=== Excerpted data ===

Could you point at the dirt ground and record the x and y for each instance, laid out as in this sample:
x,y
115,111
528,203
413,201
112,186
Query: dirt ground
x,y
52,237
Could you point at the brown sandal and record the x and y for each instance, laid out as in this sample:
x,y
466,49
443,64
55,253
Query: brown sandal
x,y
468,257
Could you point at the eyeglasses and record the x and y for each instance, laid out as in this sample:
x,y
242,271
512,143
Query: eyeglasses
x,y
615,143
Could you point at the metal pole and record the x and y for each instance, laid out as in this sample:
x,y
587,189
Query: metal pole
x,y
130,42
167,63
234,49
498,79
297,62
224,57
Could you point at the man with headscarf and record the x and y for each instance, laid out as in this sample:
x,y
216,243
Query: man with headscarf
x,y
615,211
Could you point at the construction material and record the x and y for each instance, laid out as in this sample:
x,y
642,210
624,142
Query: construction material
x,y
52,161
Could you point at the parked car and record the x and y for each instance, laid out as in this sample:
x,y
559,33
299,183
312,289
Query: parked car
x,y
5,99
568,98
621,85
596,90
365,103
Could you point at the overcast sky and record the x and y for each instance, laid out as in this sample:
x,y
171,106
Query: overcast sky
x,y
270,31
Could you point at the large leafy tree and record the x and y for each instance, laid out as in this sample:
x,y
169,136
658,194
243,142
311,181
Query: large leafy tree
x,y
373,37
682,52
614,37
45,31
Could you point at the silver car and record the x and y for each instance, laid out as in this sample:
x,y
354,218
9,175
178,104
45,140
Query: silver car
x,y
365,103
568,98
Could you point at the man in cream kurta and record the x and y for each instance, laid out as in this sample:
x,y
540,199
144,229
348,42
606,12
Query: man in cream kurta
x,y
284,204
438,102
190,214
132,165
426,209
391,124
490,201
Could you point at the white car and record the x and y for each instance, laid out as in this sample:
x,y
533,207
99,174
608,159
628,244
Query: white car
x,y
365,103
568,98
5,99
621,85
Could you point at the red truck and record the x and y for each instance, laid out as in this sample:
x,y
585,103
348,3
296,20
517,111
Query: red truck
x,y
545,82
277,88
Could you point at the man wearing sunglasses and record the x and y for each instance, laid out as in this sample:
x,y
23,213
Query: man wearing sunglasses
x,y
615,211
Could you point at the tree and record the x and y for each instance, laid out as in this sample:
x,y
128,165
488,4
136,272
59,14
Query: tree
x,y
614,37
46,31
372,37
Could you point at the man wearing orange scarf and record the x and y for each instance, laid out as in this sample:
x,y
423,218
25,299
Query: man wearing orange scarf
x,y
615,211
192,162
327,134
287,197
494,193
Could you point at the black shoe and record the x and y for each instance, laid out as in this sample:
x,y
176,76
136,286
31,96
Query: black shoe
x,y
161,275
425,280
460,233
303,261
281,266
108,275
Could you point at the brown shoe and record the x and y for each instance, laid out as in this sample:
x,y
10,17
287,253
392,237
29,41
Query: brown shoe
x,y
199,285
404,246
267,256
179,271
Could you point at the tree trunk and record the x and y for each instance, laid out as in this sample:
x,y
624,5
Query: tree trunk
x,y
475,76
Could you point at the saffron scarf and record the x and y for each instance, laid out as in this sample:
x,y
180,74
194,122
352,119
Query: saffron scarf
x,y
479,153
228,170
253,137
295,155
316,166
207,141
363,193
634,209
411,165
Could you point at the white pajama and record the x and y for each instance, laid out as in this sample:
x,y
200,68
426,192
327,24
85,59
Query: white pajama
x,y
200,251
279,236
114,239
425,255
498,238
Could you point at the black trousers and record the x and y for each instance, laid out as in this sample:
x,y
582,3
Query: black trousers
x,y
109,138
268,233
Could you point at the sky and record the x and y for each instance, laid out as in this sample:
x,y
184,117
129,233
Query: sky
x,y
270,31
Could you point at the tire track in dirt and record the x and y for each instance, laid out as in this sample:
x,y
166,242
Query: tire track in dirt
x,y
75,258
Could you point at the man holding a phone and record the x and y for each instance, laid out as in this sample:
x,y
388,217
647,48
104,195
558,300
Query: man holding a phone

===

(Exercise)
Without any change, reproduce the listing above in full.

(Result for this exercise)
Could you point at the dirt ground and record the x and y for each instance, laid out as in this sample:
x,y
115,111
528,203
413,201
112,186
Query: dirt ground
x,y
52,237
Could you point at the brown sandal and record the x and y for each instance, laid out as in this sample:
x,y
466,49
443,64
55,253
Query: brown sandal
x,y
468,257
Could you point at the eyeglasses and record the x and y for each instance, laid out as in this sample:
x,y
242,271
512,143
Query: eyeglasses
x,y
615,143
Could you point at the metal pole and record the x and y for each instance, laid out as in this sample:
x,y
587,189
Query: metal pole
x,y
130,42
167,63
234,49
498,79
297,62
224,57
Could you point at the man with headscarf and record the x and y for each instance, laid out as in this sample:
x,y
216,243
Query: man with headscarf
x,y
615,211
Could you point at the construction material and record the x and y for each instance, laid out as in this sample:
x,y
642,210
624,142
Query: construction material
x,y
52,161
Could you point at the parked car and record the x and y for each instance, laid out as in this sample:
x,y
559,33
299,183
312,289
Query: parked car
x,y
5,99
568,98
621,85
596,90
365,103
Could you point at the overcast sky and record the x and y for each instance, laid out as in this sample:
x,y
171,106
Query: overcast sky
x,y
270,31
Could you point at the large leafy tree and record the x and y for each instance, laid out as in this sample:
x,y
169,136
658,194
243,142
311,181
Query: large leafy tree
x,y
373,37
682,52
614,37
45,31
Could you point at the silver car and record the x and y for each instance, laid out as in this sample:
x,y
354,218
9,175
178,104
45,140
Query: silver car
x,y
365,103
568,98
Could you point at the man in cream kurta and record the x and y for each instance, laid out as in this sample:
x,y
540,199
144,229
348,42
606,12
Query: man in cream kurta
x,y
284,204
438,102
190,214
132,165
426,209
391,124
490,201
Could you point at the white car and record the x and y for each instance, laid out as in this sample:
x,y
533,207
99,174
608,159
628,244
Query: white car
x,y
365,103
568,98
5,99
621,85
Could you point at the red truck and record the x and y for each instance, laid out as in this sample:
x,y
585,103
348,3
296,20
517,111
Query: red truck
x,y
545,82
277,88
Could you point at the man wearing sunglasses and record the x and y for each instance, laid out as in this sample:
x,y
23,213
Query: man wearing sunglasses
x,y
615,211
Could you point at the tree and record the x and y for each instance, laid out as in this sample:
x,y
128,165
488,4
136,272
59,14
Query: tree
x,y
614,37
46,31
372,37
Could you point at the man wearing orange scarf and record the x and y for each instance, laid out as in this sample:
x,y
423,218
25,299
Query: man wearing orange scarf
x,y
615,211
192,162
327,134
287,197
494,193
Could you point at the black shoe and record the x and y for each instance, laid out as in this sample:
x,y
176,76
136,286
31,96
Query: black shoe
x,y
161,275
425,280
460,233
303,261
281,266
108,275
Could you point at the brown shoe and record the x and y for each instance, laid out as in this sample:
x,y
10,17
287,253
392,237
29,41
Query: brown shoe
x,y
199,285
404,246
267,256
179,271
Could you point at the tree trunk and record the x and y for each instance, laid out as in this sample:
x,y
624,5
Query: tree trunk
x,y
475,76
Could you point at the saffron scarf and record the x and y for each instance, laid out as in this sample:
x,y
180,74
194,122
352,119
Query: saffron scarf
x,y
479,153
228,170
253,137
295,155
316,166
207,141
363,193
634,209
411,165
Could you point at the white pajama and record the x and y for each instance, laid out as in this sample:
x,y
200,68
426,192
327,24
85,59
Query: white pajama
x,y
200,251
279,236
114,239
425,255
498,238
Could you point at the black trousers and record the x and y for each instance, laid out as in this sample:
x,y
582,3
Query: black trousers
x,y
109,138
268,233
Could you point at the sky and record the x and y for each instance, laid out as in this sample:
x,y
184,117
129,233
Query: sky
x,y
270,31
Could you point at the tire track in dirt and record the x and y for each instance, laid out as in this sample:
x,y
166,242
Query: tire track in dirt
x,y
75,258
Could you point at the man holding a phone and record the x and y for each instance, laid out as in this sample:
x,y
388,217
647,48
104,195
558,300
Query: man holding a phone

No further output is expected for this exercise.